◆ **Passage provided**:

Monday, August 15, 2011

A Christian Plot for Domination?



Michele Bachmann and Rick Perry aren't just devout—both have deep ties to a fringe fundamentalist movement known as Dominionism, which says Christians should rule the world.








With Tim Pawlenty out of the presidential race, it is now fairly clear that the GOP candidate will either be Mitt Romney or someone who makes George W. Bush look like Tom Paine. Of the three most plausible candidates for the Republican nomination, two are deeply associated with a theocratic strain of Christian fundamentalism known as Dominionism. If you want to understand Michele Bachmann and Rick Perry, understanding Dominionism isn’t optional.




Put simply, Dominionism means that Christians have a God-given right to rule all earthly institutions. Originating among some of America’s most radical theocrats, it’s long had an influence on religious-right education and political organizing. But because it seems so outré, getting ordinary people to take it seriously can be difficult. Most writers, myself included, who explore it have been called paranoid. In a contemptuous 2006 First Things review of several books, including Kevin Phillips’ American Theocracy, and my own Kingdom Coming: The Rise of Christian Nationalism, conservative columnist Ross Douthat wrote, “the fear of theocracy has become a defining panic of the Bush era.”


Now, however, we have the most theocratic Republican field in American history, and suddenly, the concept of Dominionism is reaching mainstream audiences. Writing about Bachmann in The New Yorker this month, Ryan Lizza spent several paragraphs explaining how the premise fit into the Minnesota congresswoman’s intellectual and theological development. And a recent Texas Observer cover story on Rick Perry examined his relationship with the New Apostolic Reformation, a Dominionist variant of Pentecostalism that coalesced about a decade ago. “[W]hat makes the New Apostolic Reformation movement so potent is its growing fascination with infiltrating politics and government,” wrote Forrest Wilder. Its members “believe Christians—certain Christians—are destined to not just take ‘dominion’ over government, but stealthily climb to the commanding heights of what they term the ‘Seven Mountains’ of society, including the media and the arts and entertainment world.”

◆ **Work instructions**:
**1.** Summarize the article on Dominionism in two sentences.
**2.** In the article on Dominionism, what is the name of the Dominionist variant of Pentecostalism that the Texas Observer linked to Rick Perry?
**3.** Write the next part of the article on Dominionism, picking up after its final sentence.

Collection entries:

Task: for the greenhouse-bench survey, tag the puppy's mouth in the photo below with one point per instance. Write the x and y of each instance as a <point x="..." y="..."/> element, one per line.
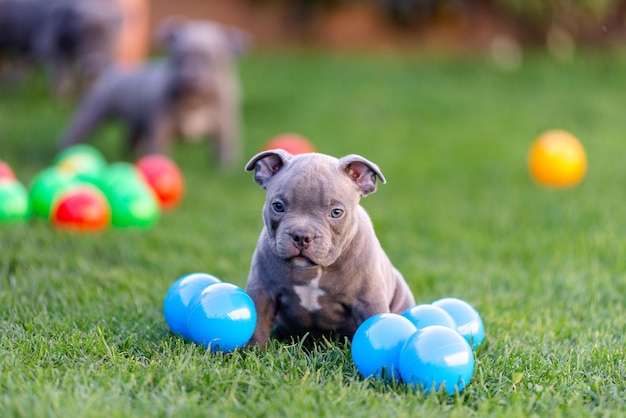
<point x="301" y="261"/>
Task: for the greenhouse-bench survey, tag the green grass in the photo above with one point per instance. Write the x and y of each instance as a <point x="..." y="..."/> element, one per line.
<point x="81" y="325"/>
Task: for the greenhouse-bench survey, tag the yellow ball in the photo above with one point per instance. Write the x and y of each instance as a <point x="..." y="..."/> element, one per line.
<point x="557" y="159"/>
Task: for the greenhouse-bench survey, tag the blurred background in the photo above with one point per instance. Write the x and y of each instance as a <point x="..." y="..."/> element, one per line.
<point x="464" y="25"/>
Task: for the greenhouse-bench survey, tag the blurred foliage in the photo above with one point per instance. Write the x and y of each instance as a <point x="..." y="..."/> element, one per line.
<point x="544" y="11"/>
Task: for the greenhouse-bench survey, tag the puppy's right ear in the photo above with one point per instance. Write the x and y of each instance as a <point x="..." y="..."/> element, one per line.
<point x="266" y="164"/>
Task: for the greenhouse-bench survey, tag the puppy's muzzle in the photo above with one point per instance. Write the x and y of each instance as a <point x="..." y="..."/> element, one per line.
<point x="302" y="238"/>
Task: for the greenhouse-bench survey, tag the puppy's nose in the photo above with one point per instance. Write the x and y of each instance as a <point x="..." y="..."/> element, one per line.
<point x="302" y="238"/>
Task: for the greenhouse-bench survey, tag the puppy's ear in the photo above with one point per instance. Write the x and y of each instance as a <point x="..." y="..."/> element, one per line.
<point x="362" y="171"/>
<point x="266" y="164"/>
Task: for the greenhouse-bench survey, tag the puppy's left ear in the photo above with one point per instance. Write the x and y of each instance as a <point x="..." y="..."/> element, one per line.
<point x="266" y="164"/>
<point x="362" y="171"/>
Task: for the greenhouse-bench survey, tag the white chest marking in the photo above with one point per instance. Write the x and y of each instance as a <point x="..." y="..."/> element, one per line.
<point x="309" y="294"/>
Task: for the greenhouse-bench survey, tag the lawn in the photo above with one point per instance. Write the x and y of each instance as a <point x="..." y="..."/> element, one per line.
<point x="81" y="325"/>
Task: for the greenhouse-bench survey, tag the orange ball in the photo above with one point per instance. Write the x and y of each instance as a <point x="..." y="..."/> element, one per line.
<point x="290" y="142"/>
<point x="164" y="178"/>
<point x="557" y="159"/>
<point x="82" y="208"/>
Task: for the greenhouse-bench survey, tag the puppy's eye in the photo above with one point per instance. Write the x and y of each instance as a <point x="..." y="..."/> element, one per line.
<point x="336" y="213"/>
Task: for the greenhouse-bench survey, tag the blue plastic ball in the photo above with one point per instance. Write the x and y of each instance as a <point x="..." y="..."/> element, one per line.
<point x="377" y="342"/>
<point x="423" y="316"/>
<point x="437" y="357"/>
<point x="468" y="321"/>
<point x="179" y="295"/>
<point x="222" y="317"/>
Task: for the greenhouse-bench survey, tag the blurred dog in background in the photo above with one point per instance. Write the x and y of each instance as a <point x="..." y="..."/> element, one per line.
<point x="192" y="93"/>
<point x="72" y="39"/>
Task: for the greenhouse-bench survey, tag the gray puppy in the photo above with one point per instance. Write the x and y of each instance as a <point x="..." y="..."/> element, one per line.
<point x="318" y="267"/>
<point x="193" y="92"/>
<point x="69" y="38"/>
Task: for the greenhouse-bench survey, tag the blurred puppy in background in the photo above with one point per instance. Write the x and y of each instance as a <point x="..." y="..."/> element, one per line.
<point x="71" y="39"/>
<point x="192" y="93"/>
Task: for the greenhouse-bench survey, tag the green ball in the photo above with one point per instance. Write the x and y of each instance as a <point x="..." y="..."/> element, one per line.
<point x="81" y="159"/>
<point x="14" y="204"/>
<point x="46" y="187"/>
<point x="133" y="208"/>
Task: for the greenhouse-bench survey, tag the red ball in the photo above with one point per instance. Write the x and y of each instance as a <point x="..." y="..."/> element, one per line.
<point x="6" y="173"/>
<point x="82" y="208"/>
<point x="164" y="178"/>
<point x="290" y="142"/>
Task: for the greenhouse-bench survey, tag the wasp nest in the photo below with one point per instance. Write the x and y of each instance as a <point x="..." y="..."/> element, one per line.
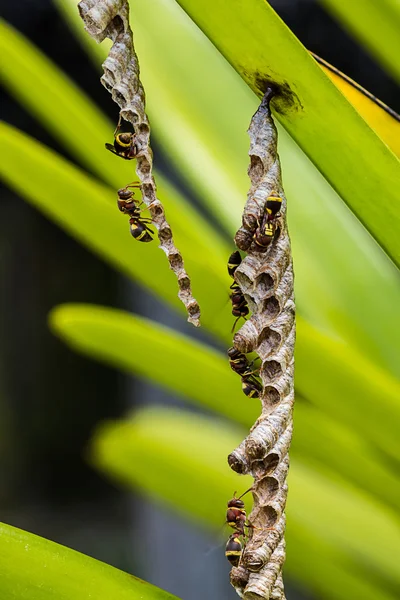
<point x="110" y="18"/>
<point x="265" y="277"/>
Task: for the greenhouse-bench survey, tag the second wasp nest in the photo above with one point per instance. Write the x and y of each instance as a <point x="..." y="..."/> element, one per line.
<point x="110" y="18"/>
<point x="265" y="278"/>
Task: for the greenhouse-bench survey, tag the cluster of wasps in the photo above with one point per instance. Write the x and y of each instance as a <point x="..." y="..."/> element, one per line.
<point x="267" y="230"/>
<point x="263" y="236"/>
<point x="125" y="147"/>
<point x="237" y="519"/>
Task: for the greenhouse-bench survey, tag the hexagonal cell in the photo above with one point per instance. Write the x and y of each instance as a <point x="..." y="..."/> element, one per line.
<point x="237" y="464"/>
<point x="270" y="462"/>
<point x="256" y="169"/>
<point x="270" y="308"/>
<point x="271" y="370"/>
<point x="239" y="577"/>
<point x="244" y="281"/>
<point x="175" y="260"/>
<point x="268" y="516"/>
<point x="271" y="396"/>
<point x="157" y="210"/>
<point x="255" y="448"/>
<point x="264" y="284"/>
<point x="269" y="341"/>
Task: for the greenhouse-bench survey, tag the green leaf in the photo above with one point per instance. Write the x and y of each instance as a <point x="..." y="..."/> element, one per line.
<point x="375" y="24"/>
<point x="342" y="382"/>
<point x="87" y="210"/>
<point x="160" y="354"/>
<point x="329" y="244"/>
<point x="324" y="124"/>
<point x="328" y="247"/>
<point x="177" y="459"/>
<point x="33" y="568"/>
<point x="202" y="375"/>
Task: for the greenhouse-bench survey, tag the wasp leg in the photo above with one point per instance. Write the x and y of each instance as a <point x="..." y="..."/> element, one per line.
<point x="237" y="319"/>
<point x="118" y="127"/>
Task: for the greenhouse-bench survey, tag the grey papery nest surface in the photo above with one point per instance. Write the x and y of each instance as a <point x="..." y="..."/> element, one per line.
<point x="110" y="18"/>
<point x="264" y="277"/>
<point x="266" y="280"/>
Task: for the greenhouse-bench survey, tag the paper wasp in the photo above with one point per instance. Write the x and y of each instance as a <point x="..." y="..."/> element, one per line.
<point x="236" y="513"/>
<point x="239" y="363"/>
<point x="266" y="230"/>
<point x="233" y="549"/>
<point x="129" y="206"/>
<point x="236" y="518"/>
<point x="239" y="303"/>
<point x="233" y="262"/>
<point x="124" y="143"/>
<point x="251" y="386"/>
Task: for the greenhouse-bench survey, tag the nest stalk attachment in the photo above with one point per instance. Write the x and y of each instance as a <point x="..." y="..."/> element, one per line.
<point x="110" y="18"/>
<point x="265" y="278"/>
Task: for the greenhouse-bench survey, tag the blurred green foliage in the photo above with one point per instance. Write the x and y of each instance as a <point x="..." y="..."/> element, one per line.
<point x="343" y="528"/>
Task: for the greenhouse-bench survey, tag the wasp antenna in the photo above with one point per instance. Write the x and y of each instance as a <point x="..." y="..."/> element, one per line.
<point x="118" y="127"/>
<point x="246" y="492"/>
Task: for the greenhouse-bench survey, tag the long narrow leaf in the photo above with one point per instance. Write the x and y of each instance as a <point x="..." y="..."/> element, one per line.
<point x="262" y="50"/>
<point x="375" y="24"/>
<point x="87" y="209"/>
<point x="33" y="568"/>
<point x="177" y="458"/>
<point x="329" y="245"/>
<point x="202" y="375"/>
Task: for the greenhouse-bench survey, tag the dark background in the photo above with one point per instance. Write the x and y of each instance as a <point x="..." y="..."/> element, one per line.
<point x="51" y="398"/>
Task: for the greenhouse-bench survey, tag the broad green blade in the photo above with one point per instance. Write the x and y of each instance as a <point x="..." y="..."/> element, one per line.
<point x="203" y="376"/>
<point x="87" y="210"/>
<point x="324" y="124"/>
<point x="329" y="244"/>
<point x="140" y="346"/>
<point x="33" y="568"/>
<point x="375" y="24"/>
<point x="73" y="118"/>
<point x="177" y="459"/>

◆ **Expected results**:
**1.** Two of the three most plausible Republican presidential candidates, Michele Bachmann and Rick Perry, are deeply associated with Dominionism, a theocratic strain of Christian fundamentalism holding that Christians have a God-given right to rule all earthly institutions. Writers who explored the idea were once called paranoid, but with the most theocratic Republican field in American history, the concept is now reaching mainstream audiences through coverage in The New Yorker and the Texas Observer.

**2.** The New Apostolic Reformation.

**3.**
In many ways, Dominionism is more a political phenomenon than a theological one. It cuts across Christian denominations, from stern, austere sects to the signs-and-wonders culture of modern megachurches. Think of it like political Islamism, which shapes the activism of a number of antagonistic fundamentalist movements, from Sunni Wahabis in the Arab world to Shiite fundamentalists in Iran.


Dominionism derives from a small fringe sect called Christian Reconstructionism, founded by a Calvinist theologian named R. J. Rushdoony in the 1960s. Christian Reconstructionism openly advocates replacing American law with the strictures of the Old Testament, replete with the death penalty for homosexuality, abortion, and even apostasy. The appeal of Christian Reconstructionism is, obviously, limited, and mainstream Christian right figures like Ralph Reed have denounced it.




But while Rushdoony was a totalitarian, he was a prolific and influential one—he elaborated his theories in a number of books, including the massive, three-volume Institutes of Biblical Law. And his ideas, along with those of his followers, have had an incalculable impact on the milieu that spawned both Bachmann and Perry.


Rushdoony pioneered the Christian homeschooling movement, as well as the revisionist history, ubiquitous on the religious right, that paints the U.S. as a Christian nation founded on biblical principles. He consistently defended Southern slavery and contrasted it with the greater evils of socialism: “The law here is humane and also unsentimental,” he wrote. “It recognizes that some people are by nature slaves and will always be so ... Socialism, on the contrary, tries to give the slave all the advantages of his security together with the benefits of freedom, and in the process, destroys both the free and the enslaved.”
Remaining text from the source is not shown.